-------- Entries supplied
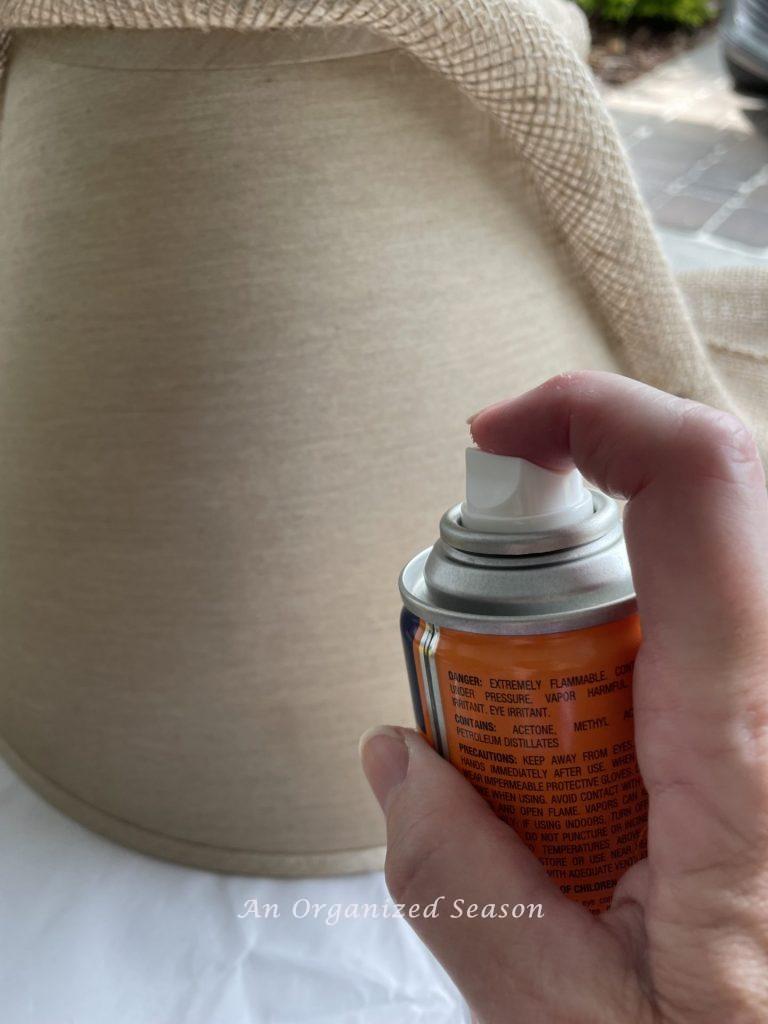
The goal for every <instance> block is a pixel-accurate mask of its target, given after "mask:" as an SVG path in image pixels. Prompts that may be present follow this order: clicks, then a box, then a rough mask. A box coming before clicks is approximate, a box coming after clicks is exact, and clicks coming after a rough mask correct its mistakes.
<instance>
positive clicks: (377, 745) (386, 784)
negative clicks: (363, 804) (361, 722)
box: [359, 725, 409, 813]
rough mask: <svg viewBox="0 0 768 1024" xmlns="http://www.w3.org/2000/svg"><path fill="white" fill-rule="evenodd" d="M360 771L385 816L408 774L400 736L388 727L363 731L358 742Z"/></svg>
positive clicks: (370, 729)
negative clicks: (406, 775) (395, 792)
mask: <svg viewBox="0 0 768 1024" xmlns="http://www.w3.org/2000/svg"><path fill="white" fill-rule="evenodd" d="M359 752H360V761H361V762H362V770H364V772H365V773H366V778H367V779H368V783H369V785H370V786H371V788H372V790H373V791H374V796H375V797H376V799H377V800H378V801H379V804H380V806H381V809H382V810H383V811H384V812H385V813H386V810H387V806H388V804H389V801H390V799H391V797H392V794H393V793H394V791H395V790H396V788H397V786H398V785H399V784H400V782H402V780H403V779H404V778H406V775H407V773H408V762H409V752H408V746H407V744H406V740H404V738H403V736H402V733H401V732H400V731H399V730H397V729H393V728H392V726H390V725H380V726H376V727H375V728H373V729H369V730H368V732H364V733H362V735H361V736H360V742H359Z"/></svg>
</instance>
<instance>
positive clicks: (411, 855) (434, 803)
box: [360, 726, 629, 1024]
----------------
## [Task description]
Nothing should appear in the answer except the lines from the first line of the data through the line holding "positive clicks: (370, 729)", exactly as written, with pictures left out.

## [Task result]
The goal for every <instance> block is a pixel-accurate mask of its target, given after "mask:" as an SVG path in image pixels. Prompts that may be present follow this order: clicks, then a box, then a rough mask. A box coming before clicks is approximate, a box coming after clicks is exact, and clicks coming after a rough mask correct its mistakes.
<instance>
positive clicks: (377, 745) (386, 784)
negative clicks: (363, 804) (361, 722)
box: [359, 725, 409, 813]
rough mask: <svg viewBox="0 0 768 1024" xmlns="http://www.w3.org/2000/svg"><path fill="white" fill-rule="evenodd" d="M360 771L385 816L408 774L400 736L388 727L363 731L358 742Z"/></svg>
positive clicks: (370, 729)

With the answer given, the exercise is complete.